===== PAGE EXTRACT

This means what it says. It’s also sometimes referred to as ‘Pay-Per-Click’. It’s an arrangement where advertisers pay a set fee for every ‘click’ the advertisement generates. It’s a popular tool used in SEM campaigns (discussed later).
So, in most cases, asking ‘How many Page Impressions do you get?’ is superfluous.
Put it this way, it’s like walking into a doughnut shop and asking, ‘How many doughnuts do you sell?’ Unless you want all the doughnuts, you’re wasting everyone’s time.
Buying advertising online is not like purchasing space in a magazine that has a set circulation. Instead, set your budget (based on the considerations outlined later) and make a calculated and strategic purchase to reach as many people as you need and can afford.
You don’t need to buy the whole doughnut shop!
How is a website’s Engagement measured?
Now that you know the difference between a Page Impression and a Unique Browser, you can probably ask for both figures to determine a site’s average impressions per browser.
This is an excellent way of determining whether a site has a dedicated audience (with one important caveat, below).
Poor quality sites will have a poor impression to browser ratio. Once again, please note that these terms are sometimes referred to as ‘Page Views’ and ‘Unique Visitors’. (Yes, I know. It’s frustrating.)
Engagement, however, usually refers to time spent on site.
We’re very happy to share the news that since being added to the Audit Bureau of Australia’s online media audit we have twice topped our category for this the metric. Yes, Anthill readers spend more time on our site when they visit than the average time spent by users on ABA audited competitor sites.
I share this piece of news for two reasons. Firstly, it makes me proud. (Yay Anthill!) Secondly, a site’s engagement figures can be manipulated. I’ll show you how some sites artificially augment their site Engagement and their average Page Impressions per Unique Browser in the sections to follow.
You now know most of the terms. But how do you know if the media channel you’re considering is providing accurate traffic data?
Like in the print advertising world, some media channels are audited, while some are not.
If you are seeking to purchase advertising from a website, it pays to ask whether it is audited by an independent third party. (I offer the same advice to people wanting to advertise in print.)
There is now really no excuse for a seller of online advertising to avoid being audited by the Audit Bureau of Australia (ABA) or Google Ad Planner (at least!). The auditing cost ranges from ‘free’ (Ad Planner) to about $90 a month (ABA).
Nielsen Online Ratings is another credible, independent source of audited data but it is far more expensive to the publisher and advertiser. Nielsen’s service is also not immune to scammers.
I’m about to get controversial.
The debate has been allowed to rage for many months (perhaps years) because, firstly, it is an issue that’s hard to explain to people who are not technically inclined and, secondly, it dramatically undermines the most common metric that has evolved to measure and purchase online advertising: The Page Impression (described above).
It is so controversial that this page will self-destruct in 10 seconds!
Actually, no it won’t. And this is because we don’t use auto-refresh on our website.
What I’m about to explain might initially seem confusing. But the outcomes are shocking. So, please persevere.

==========
===== DATA EXTRACT

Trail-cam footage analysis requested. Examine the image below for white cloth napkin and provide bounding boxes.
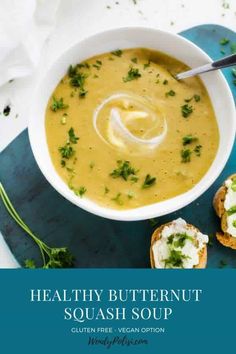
[0,0,60,86]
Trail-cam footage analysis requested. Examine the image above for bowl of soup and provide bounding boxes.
[29,27,235,221]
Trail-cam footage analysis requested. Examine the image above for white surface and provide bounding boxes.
[0,0,236,267]
[0,0,59,85]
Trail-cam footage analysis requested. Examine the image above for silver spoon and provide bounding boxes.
[175,54,236,80]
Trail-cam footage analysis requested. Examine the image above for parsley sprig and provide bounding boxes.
[110,160,138,181]
[50,97,69,112]
[123,67,142,82]
[0,183,74,268]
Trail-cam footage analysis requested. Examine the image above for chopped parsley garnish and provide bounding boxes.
[193,95,201,102]
[68,64,87,97]
[181,149,192,163]
[93,60,102,70]
[73,186,87,198]
[167,233,193,248]
[58,143,75,160]
[142,174,156,189]
[111,193,123,205]
[193,145,202,156]
[227,205,236,215]
[184,94,201,103]
[61,113,67,125]
[0,183,74,268]
[182,134,198,146]
[104,186,110,194]
[111,49,123,58]
[68,127,79,144]
[143,60,151,70]
[231,178,236,192]
[166,90,175,97]
[24,259,36,269]
[79,88,88,98]
[181,104,193,118]
[50,97,69,112]
[110,160,138,181]
[131,58,138,64]
[219,37,230,45]
[164,249,189,268]
[58,128,79,160]
[130,176,139,183]
[123,67,142,82]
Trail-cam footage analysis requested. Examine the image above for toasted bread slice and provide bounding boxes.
[213,174,236,249]
[150,222,207,269]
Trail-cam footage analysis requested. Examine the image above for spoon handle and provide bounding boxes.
[176,54,236,80]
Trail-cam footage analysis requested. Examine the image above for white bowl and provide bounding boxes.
[29,27,236,221]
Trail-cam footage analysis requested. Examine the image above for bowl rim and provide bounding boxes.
[28,26,236,221]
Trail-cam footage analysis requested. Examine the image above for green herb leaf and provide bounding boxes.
[164,249,189,268]
[181,149,192,163]
[24,259,36,269]
[181,104,193,118]
[143,60,151,70]
[219,259,227,268]
[123,67,142,82]
[142,174,156,189]
[231,68,236,77]
[148,218,159,227]
[58,143,75,160]
[193,145,202,156]
[73,186,87,198]
[193,94,201,102]
[182,134,198,146]
[231,178,236,192]
[227,205,236,215]
[50,97,69,112]
[0,183,74,268]
[111,193,124,205]
[167,233,193,248]
[68,127,79,144]
[110,160,138,181]
[166,90,175,97]
[111,49,123,58]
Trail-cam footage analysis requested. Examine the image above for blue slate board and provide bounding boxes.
[0,25,236,268]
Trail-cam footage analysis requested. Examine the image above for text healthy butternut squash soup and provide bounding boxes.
[46,48,219,209]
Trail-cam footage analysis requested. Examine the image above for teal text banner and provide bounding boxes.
[0,269,236,354]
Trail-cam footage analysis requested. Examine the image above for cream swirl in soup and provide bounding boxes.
[45,48,219,209]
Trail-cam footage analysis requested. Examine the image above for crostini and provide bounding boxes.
[213,174,236,249]
[150,218,209,269]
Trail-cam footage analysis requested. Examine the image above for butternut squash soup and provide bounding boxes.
[46,48,219,209]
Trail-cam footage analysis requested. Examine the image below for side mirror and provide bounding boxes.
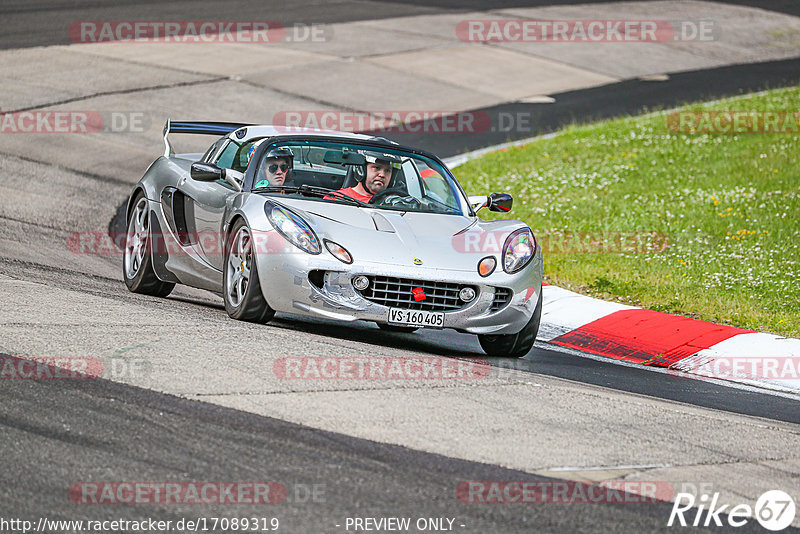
[190,161,225,182]
[469,193,514,213]
[487,193,514,213]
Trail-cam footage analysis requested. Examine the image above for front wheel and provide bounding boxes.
[222,219,275,323]
[478,290,542,358]
[122,192,175,297]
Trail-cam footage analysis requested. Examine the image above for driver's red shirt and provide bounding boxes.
[325,187,372,202]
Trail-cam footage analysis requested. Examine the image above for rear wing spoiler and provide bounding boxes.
[164,119,252,158]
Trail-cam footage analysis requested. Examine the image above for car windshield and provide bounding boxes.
[253,140,470,219]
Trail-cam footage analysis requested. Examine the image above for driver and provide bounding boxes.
[253,145,294,187]
[326,151,401,202]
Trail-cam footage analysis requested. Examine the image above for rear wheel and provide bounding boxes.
[222,219,275,323]
[478,290,542,358]
[122,192,175,297]
[378,323,419,334]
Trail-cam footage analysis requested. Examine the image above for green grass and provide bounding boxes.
[455,87,800,337]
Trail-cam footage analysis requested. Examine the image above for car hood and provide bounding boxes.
[273,197,524,271]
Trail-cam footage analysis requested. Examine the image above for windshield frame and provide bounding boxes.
[243,135,475,217]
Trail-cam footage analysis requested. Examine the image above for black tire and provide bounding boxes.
[478,290,542,358]
[377,323,419,334]
[122,191,175,297]
[222,219,275,323]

==========

# [SET OF TASKS]
• a. In the online advertising extract, roughly how much does an audit by the Audit Bureau of Australia cost?
• b. Continue the online advertising extract from its final sentence.

# [FINAL RESULTS]
• a. About $90 a month.

• b.
What is auto-refresh?
We all understand how to refresh a webpage (just hit that button on your browser that looks like the love child of a circle and an arrow). It forces the page to reload.
An auto-refresh is initiated by the website rather than the user. Some major news-sites set their systems to auto-refresh every few minutes.
You may have noticed this before. You were reading a particularly long article and suddenly the page disappeared and loaded again. Or you may have been half-way through contributing a thoughtful comment at the foot of a post and… wham… it was gone! Then, you watch while the same page reloads.
The justification for the tactic employed by those who use it is that these sites are generating such a constant flow of news that visitors might be misled about key facts or miss breaking announcements if forced to live without it.
However, it’s no secret that ever since Page Impressions emerged as the main currency for advertising spend, competitive online publishers have embarked on an arms race of tools and tactics to maximise Page Impressions per Browser.
For example, have you noticed how some online articles, even short ones, are broken into multiple pages? Why is that?
Perhaps if the article is supported by many heavy images, such a tactic might reduce upload time by breaking up the load. But, in most cases, such a tactic suggests to me that the publisher has another agenda.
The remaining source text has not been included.